> [Problem set]
• 1. Reproduce the stretch of the introduction on wireless ad hoc networks from "These were the" through "your hands now.".
• 2. Answer these about the introduction on wireless ad hoc networks:
(a) How many papers did the workshop attract?
(b) Which routing protocol do Huang, Bhatti, and Sørensen examine?
(c) Who is named as Editor-In-Chief?

> [Given text]
★ ★ ★

Wireless networks and mobile computing research has until recently concentrated on single-hop networks (network nodes communicating directly to a fixed infrastructure), such as cellular or satellite systems. Wireless ad hoc networking covers multi-hop scenarios (network nodes communicating via other network nodes) such as conference, hospital, battlefield, rescue, and monitoring scenarios. Wireless ad hoc networks are formed by a set of hosts that communicate with each other over a wireless channel. Each node has the ability to communicate directly with another node in its physical neighborhood. They operate in a self-organized and decentralized manner and message communication takes place via multi-hop spreading. A packet is sent to its target node through a set of intermediate nodes that act as routers. Particular ad hoc network systems include packet radio networks, sensor networks, personal communication systems, rooftop networks, and wireless local area networks.
These were the foci of the Fourth Workshop on Wireless Ad hoc and Sensor Networks, held in conjunction with the International Conference on Distributed Computing Systems (ICDCS 2007), on June 25, 2007, in Toronto, ON, Canada. The workshop attracted no less than 33 papers in all areas of wireless ad hoc and sensor networks, out of which a total of 12 papers were selected for presentation in four separate sessions. The authors of three of the best papers presented at the workshop were then invited to submit expanded versions of their papers for inclusion in this special issue. Those submissions underwent the review process, and the result is in your hands now.
The paper by Li and Kotz concerns the dissemination of high volume data streams to many concurrent applications over a low bandwidth mesh network. The authors exploit the fact that many applications can tolerate a certain degree of quality loss, and that the source data can often be partitioned into a number of (possibly overlapping) subsets which satisfy the quality requirements of the applications. With these observations in mind, the network can then choose the data subset that can offer best efficiency in a multicasting scenario. The authors show that this approach, termed ‘group-aware stream filtering,’ offers distinct benefits over similar approaches, and analyze key factors that affect its performance.
The paper by Huang, Bhatti, and Sørensen examines OLSR, a proactive routing protocol in a mobile ad hoc network (MANET), and analyzes the impact of topology updates on its performance. This analysis provides crucial insights into the manner in which topology updates affect the routing algorithm, with particular emphasis on the interplay between the proactive routing protocol and reactive topology update mechanism. Furthermore, it examines the range of parameter values in which topology update period can be maximized without degrading the performance of the routing algorithm.
The paper by Djukic and Valaee discusses an approach to use the ubiquitous 802.11 technology to emulate an 802.16-compliant mesh network. To this end, 802.16 packets are embedded into 802.11a broadcast packets, with adjustments made to align the packets to 802.15 TDMA frame boundaries. In this manner, mesh network functionality can be emulated with commercially available hardware, offering substantially improved performance compared to the case where that same hardware is used in a CSMA-CA 802.11 scenario. The price to pay for this improvement is the need for a small software patch that takes care of QoS-related constraints of 802.16 networks.
We wish to thank the authors as well as the reviewers for their hard work and the effort they have invested in producing this special issue. We would also like to express our sincere gratitude to the Editor-In-Chief, Professor Ivan Stojmenovic, for providing this opportunity, and to the Editorial Staff at Taylor & Francis for their support and professionalism.

★ ★ ★

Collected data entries
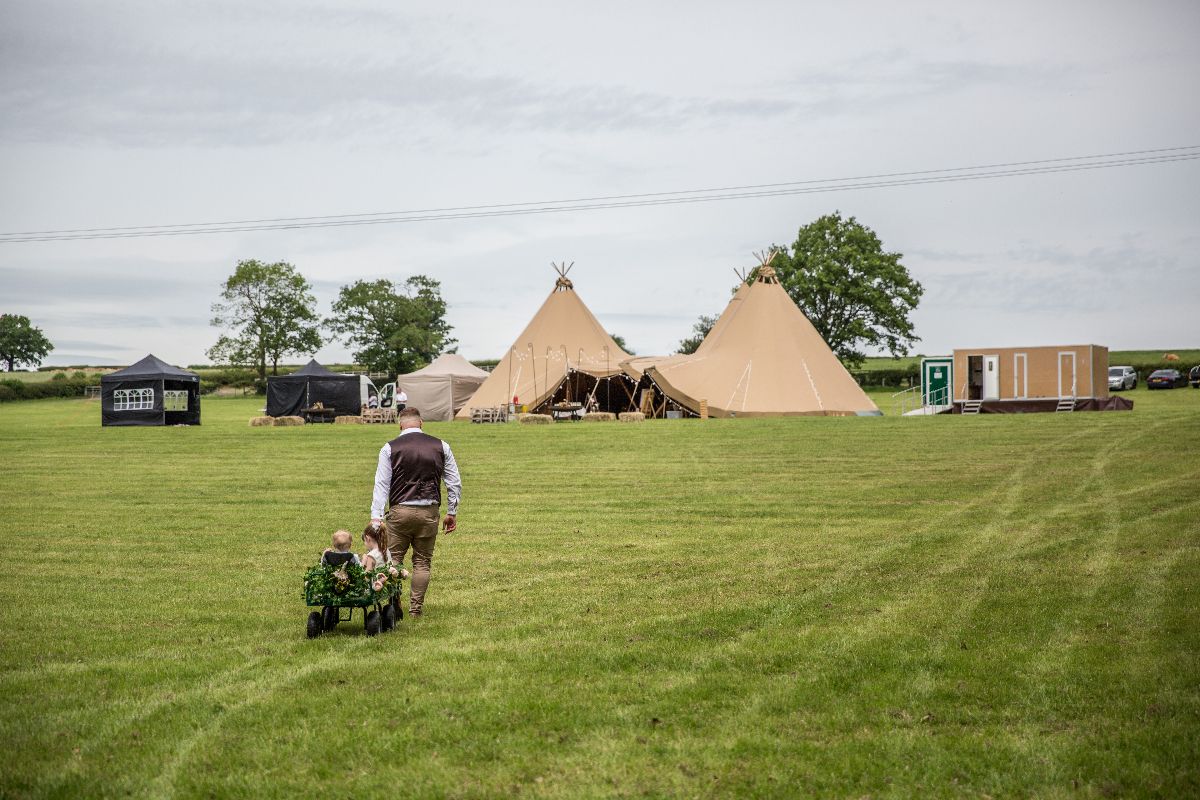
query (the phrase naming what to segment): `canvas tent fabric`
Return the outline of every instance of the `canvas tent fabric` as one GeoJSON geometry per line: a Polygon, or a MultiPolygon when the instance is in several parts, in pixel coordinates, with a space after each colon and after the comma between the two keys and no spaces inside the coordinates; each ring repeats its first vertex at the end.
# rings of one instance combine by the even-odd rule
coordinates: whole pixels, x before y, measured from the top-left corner
{"type": "Polygon", "coordinates": [[[877,415],[878,408],[764,265],[691,355],[643,362],[670,399],[712,416],[877,415]]]}
{"type": "Polygon", "coordinates": [[[404,390],[408,405],[419,409],[422,419],[446,422],[486,379],[487,372],[457,353],[446,353],[427,367],[398,375],[396,385],[404,390]]]}
{"type": "MultiPolygon", "coordinates": [[[[733,296],[730,299],[728,305],[725,306],[725,311],[721,312],[721,315],[716,318],[715,323],[713,323],[713,326],[708,330],[708,333],[704,336],[704,339],[700,343],[700,347],[696,348],[696,353],[701,353],[707,350],[708,348],[712,348],[715,342],[719,342],[722,338],[725,333],[725,327],[737,315],[737,309],[742,306],[742,300],[749,289],[750,284],[746,283],[745,281],[738,284],[737,291],[733,293],[733,296]]],[[[622,361],[620,368],[624,369],[625,374],[628,374],[635,381],[641,381],[647,369],[659,363],[660,361],[666,361],[672,357],[674,356],[665,356],[665,355],[635,356],[632,359],[626,359],[625,361],[622,361]]]]}
{"type": "Polygon", "coordinates": [[[492,368],[470,401],[455,415],[469,420],[472,408],[494,408],[520,398],[538,408],[554,396],[572,372],[596,380],[622,375],[630,356],[592,314],[574,283],[560,275],[553,291],[492,368]]]}
{"type": "Polygon", "coordinates": [[[304,409],[320,403],[338,414],[355,415],[362,410],[362,392],[358,375],[330,372],[313,359],[289,375],[266,379],[268,416],[301,416],[304,409]]]}
{"type": "Polygon", "coordinates": [[[200,377],[152,354],[102,375],[100,422],[102,426],[199,425],[200,377]]]}

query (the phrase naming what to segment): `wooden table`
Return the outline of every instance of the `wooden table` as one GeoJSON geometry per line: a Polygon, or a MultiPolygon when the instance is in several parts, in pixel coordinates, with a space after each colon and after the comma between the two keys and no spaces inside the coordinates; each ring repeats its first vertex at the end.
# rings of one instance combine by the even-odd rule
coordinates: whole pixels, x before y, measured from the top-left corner
{"type": "Polygon", "coordinates": [[[550,407],[550,415],[556,420],[578,421],[583,415],[583,403],[554,403],[550,407]]]}

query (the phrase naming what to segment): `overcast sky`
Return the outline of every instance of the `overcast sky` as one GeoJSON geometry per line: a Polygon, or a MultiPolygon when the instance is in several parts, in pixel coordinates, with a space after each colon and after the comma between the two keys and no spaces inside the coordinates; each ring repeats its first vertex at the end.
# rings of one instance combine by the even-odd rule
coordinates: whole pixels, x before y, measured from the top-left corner
{"type": "MultiPolygon", "coordinates": [[[[1200,144],[1200,4],[0,2],[0,231],[400,211],[1200,144]]],[[[1200,162],[498,219],[0,243],[48,363],[202,363],[239,259],[322,313],[442,281],[499,357],[553,285],[670,353],[839,209],[925,287],[916,351],[1200,345],[1200,162]]],[[[326,347],[323,360],[344,360],[326,347]]]]}

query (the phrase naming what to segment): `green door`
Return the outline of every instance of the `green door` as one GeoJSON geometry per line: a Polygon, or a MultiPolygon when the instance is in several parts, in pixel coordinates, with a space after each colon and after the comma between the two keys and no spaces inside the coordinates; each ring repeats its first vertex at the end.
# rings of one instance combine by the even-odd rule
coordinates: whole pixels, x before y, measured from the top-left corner
{"type": "Polygon", "coordinates": [[[953,359],[925,359],[920,362],[922,402],[925,405],[949,405],[954,385],[953,359]]]}

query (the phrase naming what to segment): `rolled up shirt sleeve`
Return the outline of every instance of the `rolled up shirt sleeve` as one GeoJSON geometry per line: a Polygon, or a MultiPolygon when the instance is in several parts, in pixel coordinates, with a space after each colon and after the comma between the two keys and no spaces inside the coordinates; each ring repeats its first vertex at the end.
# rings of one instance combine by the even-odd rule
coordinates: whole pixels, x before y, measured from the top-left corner
{"type": "MultiPolygon", "coordinates": [[[[446,513],[457,515],[458,500],[462,499],[462,476],[458,475],[458,462],[454,459],[450,445],[445,441],[442,443],[442,452],[445,455],[445,474],[442,476],[442,480],[446,485],[446,513]]],[[[391,467],[390,459],[388,461],[388,467],[391,467]]],[[[376,491],[378,492],[378,489],[376,491]]]]}
{"type": "MultiPolygon", "coordinates": [[[[455,476],[458,469],[455,468],[455,476]]],[[[391,488],[391,447],[384,445],[379,450],[379,465],[376,467],[376,487],[371,495],[371,518],[383,519],[388,513],[388,492],[391,488]]]]}

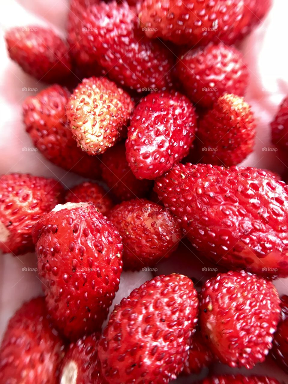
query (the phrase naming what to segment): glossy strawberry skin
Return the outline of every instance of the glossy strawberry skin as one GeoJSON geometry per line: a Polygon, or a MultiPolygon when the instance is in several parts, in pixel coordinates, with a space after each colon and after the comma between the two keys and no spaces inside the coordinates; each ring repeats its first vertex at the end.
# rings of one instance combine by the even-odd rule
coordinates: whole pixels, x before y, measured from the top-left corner
{"type": "Polygon", "coordinates": [[[63,200],[53,179],[12,173],[0,177],[0,249],[23,255],[34,250],[32,230],[43,215],[63,200]]]}
{"type": "Polygon", "coordinates": [[[61,367],[61,384],[104,384],[97,348],[100,334],[83,336],[69,346],[61,367]],[[73,381],[73,380],[74,381],[73,381]]]}
{"type": "Polygon", "coordinates": [[[192,104],[179,93],[151,93],[135,109],[126,141],[128,164],[137,179],[154,179],[179,162],[194,138],[192,104]]]}
{"type": "Polygon", "coordinates": [[[73,340],[100,329],[122,270],[123,246],[115,227],[92,203],[67,203],[43,216],[33,237],[57,327],[73,340]]]}
{"type": "Polygon", "coordinates": [[[202,335],[222,362],[251,369],[264,361],[280,318],[271,283],[243,271],[220,273],[206,281],[200,301],[202,335]]]}
{"type": "Polygon", "coordinates": [[[10,319],[0,348],[0,381],[55,384],[64,354],[43,298],[24,303],[10,319]]]}
{"type": "Polygon", "coordinates": [[[126,159],[124,143],[119,143],[107,151],[101,159],[102,179],[121,201],[145,197],[152,188],[152,181],[139,180],[134,175],[126,159]]]}
{"type": "Polygon", "coordinates": [[[84,79],[70,97],[66,115],[78,147],[94,156],[121,137],[133,105],[130,96],[105,78],[84,79]]]}
{"type": "Polygon", "coordinates": [[[288,275],[288,187],[263,170],[189,163],[159,178],[155,190],[196,249],[231,269],[288,275]]]}
{"type": "Polygon", "coordinates": [[[86,182],[67,191],[65,195],[67,203],[93,203],[103,216],[107,216],[113,205],[112,201],[105,190],[97,183],[86,182]]]}
{"type": "Polygon", "coordinates": [[[12,60],[38,80],[51,83],[70,74],[69,48],[52,30],[16,27],[6,32],[5,38],[12,60]]]}
{"type": "Polygon", "coordinates": [[[177,62],[176,71],[189,98],[204,108],[211,107],[224,93],[243,96],[248,84],[242,54],[222,43],[189,51],[177,62]]]}
{"type": "Polygon", "coordinates": [[[100,339],[102,372],[111,384],[166,383],[187,358],[197,293],[183,275],[146,281],[116,306],[100,339]]]}
{"type": "Polygon", "coordinates": [[[199,123],[201,161],[226,166],[239,164],[253,150],[255,128],[254,114],[243,98],[224,94],[199,123]]]}
{"type": "Polygon", "coordinates": [[[70,35],[70,45],[79,45],[85,60],[96,63],[111,79],[139,92],[170,86],[173,55],[160,41],[145,36],[136,12],[126,3],[100,2],[79,18],[81,22],[74,23],[70,35]]]}
{"type": "Polygon", "coordinates": [[[168,257],[182,237],[179,224],[169,210],[145,199],[121,203],[109,218],[122,238],[126,269],[140,270],[168,257]]]}
{"type": "Polygon", "coordinates": [[[65,88],[55,84],[27,98],[23,105],[26,131],[46,159],[66,170],[99,179],[99,160],[78,148],[66,116],[70,96],[65,88]]]}

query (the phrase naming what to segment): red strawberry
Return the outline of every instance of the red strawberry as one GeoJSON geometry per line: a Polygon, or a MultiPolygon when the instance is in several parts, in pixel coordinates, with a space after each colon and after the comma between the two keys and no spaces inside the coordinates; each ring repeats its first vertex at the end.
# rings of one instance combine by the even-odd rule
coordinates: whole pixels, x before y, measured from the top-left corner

★ ★ ★

> [Solution list]
• 1.
These were the foci of the Fourth Workshop on Wireless Ad hoc and Sensor Networks, held in conjunction with the International Conference on Distributed Computing Systems (ICDCS 2007), on June 25, 2007, in Toronto, ON, Canada. The workshop attracted no less than 33 papers in all areas of wireless ad hoc and sensor networks, out of which a total of 12 papers were selected for presentation in four separate sessions. The authors of three of the best papers presented at the workshop were then invited to submit expanded versions of their papers for inclusion in this special issue. Those submissions underwent the review process, and the result is in your hands now.

• 2.
(a) No less than 33 papers
(b) OLSR
(c) Professor Ivan Stojmenovic